# [SHORT TASK]
State how many lines in the records below contain the word "outline". Reply with the number alone.

(Data listing)
§ §

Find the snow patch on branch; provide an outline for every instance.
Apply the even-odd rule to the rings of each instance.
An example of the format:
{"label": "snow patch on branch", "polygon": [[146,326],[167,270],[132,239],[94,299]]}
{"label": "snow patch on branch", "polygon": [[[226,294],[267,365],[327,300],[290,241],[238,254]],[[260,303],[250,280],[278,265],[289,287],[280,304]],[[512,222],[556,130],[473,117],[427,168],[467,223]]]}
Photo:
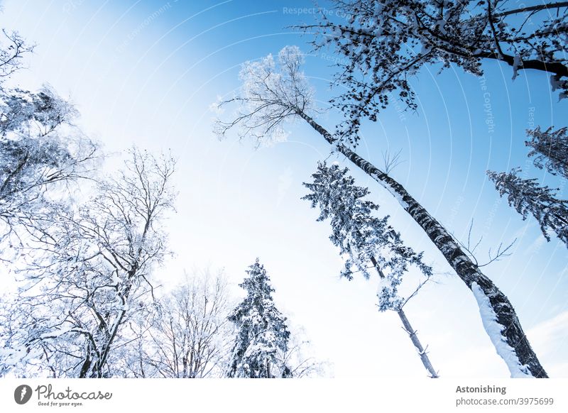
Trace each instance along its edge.
{"label": "snow patch on branch", "polygon": [[520,364],[515,350],[507,343],[505,337],[501,334],[503,330],[505,329],[505,326],[497,321],[497,314],[495,314],[491,307],[489,298],[477,282],[471,283],[471,291],[479,306],[479,313],[481,315],[484,328],[497,350],[497,354],[505,360],[507,367],[509,368],[511,378],[532,378],[533,376],[527,366]]}

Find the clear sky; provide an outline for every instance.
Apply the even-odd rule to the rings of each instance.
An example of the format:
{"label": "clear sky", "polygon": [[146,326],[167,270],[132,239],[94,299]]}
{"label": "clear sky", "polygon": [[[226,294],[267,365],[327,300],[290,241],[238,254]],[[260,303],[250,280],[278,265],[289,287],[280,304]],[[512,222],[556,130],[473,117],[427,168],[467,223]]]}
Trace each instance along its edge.
{"label": "clear sky", "polygon": [[[287,28],[313,21],[313,14],[294,11],[312,3],[2,4],[1,26],[37,44],[17,81],[31,89],[48,82],[70,97],[82,114],[79,124],[116,153],[109,167],[133,143],[170,148],[178,159],[178,212],[168,222],[176,255],[156,277],[172,285],[184,268],[210,265],[224,268],[236,285],[260,257],[277,304],[305,327],[315,354],[333,363],[336,377],[425,375],[396,314],[377,312],[376,280],[339,279],[342,263],[327,238],[329,224],[316,222],[317,211],[300,199],[306,194],[302,182],[329,155],[322,138],[298,123],[287,142],[255,150],[235,138],[219,142],[211,132],[209,105],[239,87],[240,65],[287,45],[308,54],[305,73],[319,104],[328,106],[337,92],[329,87],[335,57],[331,51],[310,54],[310,36]],[[513,254],[484,272],[515,306],[550,375],[568,377],[566,248],[555,238],[546,242],[530,219],[523,221],[484,173],[522,166],[529,176],[562,185],[530,166],[523,142],[528,127],[565,126],[568,101],[558,101],[543,74],[523,72],[513,82],[510,69],[498,63],[484,63],[484,79],[453,68],[438,75],[439,69],[412,79],[417,113],[391,104],[378,122],[364,126],[359,152],[381,165],[382,151],[401,149],[405,162],[395,177],[459,238],[465,241],[473,219],[472,233],[484,236],[481,262],[490,247],[517,238]],[[491,115],[484,111],[488,103]],[[332,128],[338,119],[330,110],[319,120]],[[435,368],[442,377],[508,377],[471,292],[390,194],[352,172],[439,273],[437,283],[406,308]]]}

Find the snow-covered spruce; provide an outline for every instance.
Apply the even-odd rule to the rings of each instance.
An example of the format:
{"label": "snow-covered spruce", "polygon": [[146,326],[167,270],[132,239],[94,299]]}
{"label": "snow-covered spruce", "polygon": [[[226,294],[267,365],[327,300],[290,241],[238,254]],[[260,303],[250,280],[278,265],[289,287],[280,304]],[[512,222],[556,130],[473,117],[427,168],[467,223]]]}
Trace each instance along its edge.
{"label": "snow-covered spruce", "polygon": [[527,134],[530,137],[530,141],[525,141],[525,144],[532,148],[528,156],[535,157],[535,166],[568,179],[567,129],[566,127],[557,131],[552,127],[546,131],[541,131],[540,127],[528,129]]}
{"label": "snow-covered spruce", "polygon": [[[528,366],[534,377],[547,377],[507,297],[462,250],[452,235],[403,185],[359,156],[310,116],[315,112],[313,91],[300,71],[301,62],[300,49],[287,46],[278,54],[279,67],[271,55],[245,63],[241,72],[244,84],[240,93],[217,105],[219,109],[231,103],[238,106],[232,120],[218,119],[216,122],[214,130],[219,137],[224,138],[231,130],[237,129],[240,138],[252,138],[258,145],[266,144],[282,136],[287,122],[298,118],[303,119],[329,143],[334,151],[344,155],[395,196],[400,206],[426,233],[468,288],[471,289],[471,283],[476,282],[491,297],[491,307],[498,314],[499,323],[507,327],[503,331],[507,343],[515,349],[520,362]],[[280,81],[275,84],[277,79]]]}
{"label": "snow-covered spruce", "polygon": [[278,351],[285,352],[290,331],[286,318],[274,304],[270,279],[258,259],[239,285],[246,297],[229,316],[236,334],[226,375],[229,378],[290,378],[290,369],[280,363]]}
{"label": "snow-covered spruce", "polygon": [[[408,81],[425,66],[459,67],[476,76],[482,62],[512,67],[515,79],[530,69],[550,74],[552,90],[568,94],[566,1],[515,7],[505,0],[333,0],[335,13],[300,26],[312,45],[339,54],[332,103],[345,115],[338,130],[356,143],[363,119],[376,121],[393,99],[417,106]],[[530,27],[525,16],[530,16]],[[334,18],[340,16],[340,18]]]}
{"label": "snow-covered spruce", "polygon": [[518,168],[508,173],[488,171],[487,175],[495,182],[499,194],[507,195],[509,205],[523,220],[530,214],[538,221],[547,241],[550,241],[549,231],[554,231],[568,247],[568,201],[558,199],[556,189],[539,185],[537,179],[518,176],[520,171]]}
{"label": "snow-covered spruce", "polygon": [[[403,309],[408,299],[398,294],[409,265],[417,267],[425,280],[432,276],[432,268],[424,264],[422,253],[416,253],[403,244],[400,234],[388,225],[388,217],[378,218],[373,214],[378,206],[364,199],[369,194],[368,189],[356,186],[353,177],[347,175],[348,170],[337,165],[328,167],[325,163],[319,163],[317,170],[312,175],[313,182],[304,183],[312,193],[302,199],[310,201],[312,208],[320,208],[317,221],[329,220],[329,239],[345,258],[342,277],[351,280],[354,272],[359,272],[368,279],[371,268],[378,272],[378,310],[392,310],[398,314],[430,377],[437,378],[437,372]],[[413,296],[416,292],[417,289]]]}

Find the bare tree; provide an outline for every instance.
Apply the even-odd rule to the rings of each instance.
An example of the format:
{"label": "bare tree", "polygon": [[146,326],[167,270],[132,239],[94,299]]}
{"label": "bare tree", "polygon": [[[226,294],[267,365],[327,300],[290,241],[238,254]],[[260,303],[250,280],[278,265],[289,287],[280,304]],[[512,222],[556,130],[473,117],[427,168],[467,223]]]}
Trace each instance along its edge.
{"label": "bare tree", "polygon": [[[21,285],[0,365],[21,375],[113,373],[129,318],[151,301],[151,273],[168,254],[161,228],[175,197],[172,158],[136,148],[80,207],[28,217]],[[6,330],[8,334],[6,334]]]}
{"label": "bare tree", "polygon": [[[398,200],[460,279],[475,293],[480,306],[486,302],[481,299],[487,299],[491,316],[487,316],[489,313],[486,307],[483,310],[485,316],[491,318],[491,323],[484,323],[484,326],[511,375],[547,377],[510,302],[464,252],[454,236],[402,185],[363,159],[314,120],[313,92],[300,70],[302,62],[302,55],[297,47],[286,47],[278,55],[278,67],[272,55],[244,64],[240,74],[241,90],[234,98],[219,104],[222,107],[231,103],[238,106],[232,120],[217,122],[215,131],[219,137],[237,129],[241,138],[252,137],[260,143],[280,138],[288,122],[305,121],[332,145],[334,151],[346,157]],[[494,331],[498,331],[499,334],[491,333]]]}
{"label": "bare tree", "polygon": [[[331,46],[344,58],[334,101],[346,115],[342,133],[356,143],[361,118],[376,120],[398,91],[417,106],[409,79],[423,66],[457,66],[481,76],[484,60],[520,71],[550,74],[552,90],[568,95],[567,1],[513,6],[506,0],[334,0],[336,13],[300,26],[316,49]],[[338,18],[332,18],[336,15]]]}
{"label": "bare tree", "polygon": [[49,86],[37,92],[4,87],[32,48],[17,33],[3,33],[9,44],[0,42],[0,241],[12,235],[16,246],[23,215],[45,209],[58,189],[89,176],[97,148],[73,125],[73,106]]}

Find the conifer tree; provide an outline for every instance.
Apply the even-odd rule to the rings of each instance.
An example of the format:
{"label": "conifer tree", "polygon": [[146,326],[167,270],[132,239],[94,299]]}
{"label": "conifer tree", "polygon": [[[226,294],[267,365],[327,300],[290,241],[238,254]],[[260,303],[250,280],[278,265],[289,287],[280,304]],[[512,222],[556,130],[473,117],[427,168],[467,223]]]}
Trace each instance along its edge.
{"label": "conifer tree", "polygon": [[229,361],[230,378],[275,378],[292,377],[290,370],[278,361],[278,351],[286,351],[290,331],[286,318],[276,309],[274,289],[258,258],[246,270],[248,276],[239,284],[246,297],[233,310],[229,319],[236,336]]}
{"label": "conifer tree", "polygon": [[[378,206],[364,199],[369,194],[368,189],[356,186],[354,178],[347,175],[348,170],[337,165],[328,167],[325,163],[319,163],[317,171],[312,175],[313,182],[304,183],[312,193],[302,199],[310,201],[312,208],[320,207],[317,221],[330,220],[329,239],[346,258],[342,276],[351,280],[357,271],[368,279],[369,270],[373,268],[378,272],[379,311],[393,310],[398,314],[424,367],[431,378],[437,378],[437,372],[403,310],[408,299],[432,276],[432,268],[422,262],[422,253],[417,253],[404,245],[400,234],[388,225],[388,216],[378,218],[373,214]],[[417,267],[425,280],[404,299],[398,294],[398,287],[409,265]]]}
{"label": "conifer tree", "polygon": [[[496,326],[486,332],[491,338],[499,356],[507,364],[512,377],[547,378],[528,341],[515,307],[507,296],[484,274],[469,257],[455,237],[400,182],[364,159],[345,144],[342,136],[332,134],[312,117],[317,113],[314,91],[302,72],[303,56],[296,46],[286,46],[278,53],[278,64],[269,55],[243,65],[239,76],[242,87],[233,98],[217,103],[219,114],[234,104],[236,111],[228,121],[219,117],[214,131],[220,138],[236,130],[239,137],[251,138],[257,145],[281,140],[286,136],[287,123],[302,119],[331,146],[332,151],[345,156],[357,167],[388,191],[400,206],[414,219],[444,255],[460,280],[474,293],[481,306],[488,300],[491,316]],[[480,311],[486,311],[485,304]],[[480,313],[481,314],[481,313]],[[501,335],[493,334],[498,329]]]}
{"label": "conifer tree", "polygon": [[525,145],[532,148],[528,156],[535,157],[535,166],[545,169],[553,175],[559,175],[568,179],[568,136],[566,131],[565,127],[557,131],[553,131],[551,127],[542,131],[540,126],[529,129],[527,133],[531,139],[525,141]]}

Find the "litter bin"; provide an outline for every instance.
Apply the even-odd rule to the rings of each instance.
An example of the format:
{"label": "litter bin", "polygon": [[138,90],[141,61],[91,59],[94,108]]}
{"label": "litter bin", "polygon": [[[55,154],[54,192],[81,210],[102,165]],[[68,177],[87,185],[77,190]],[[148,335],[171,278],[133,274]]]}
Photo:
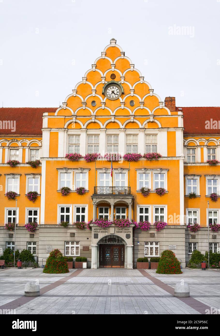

§ §

# [RESPONSE TO THE EXERCISE]
6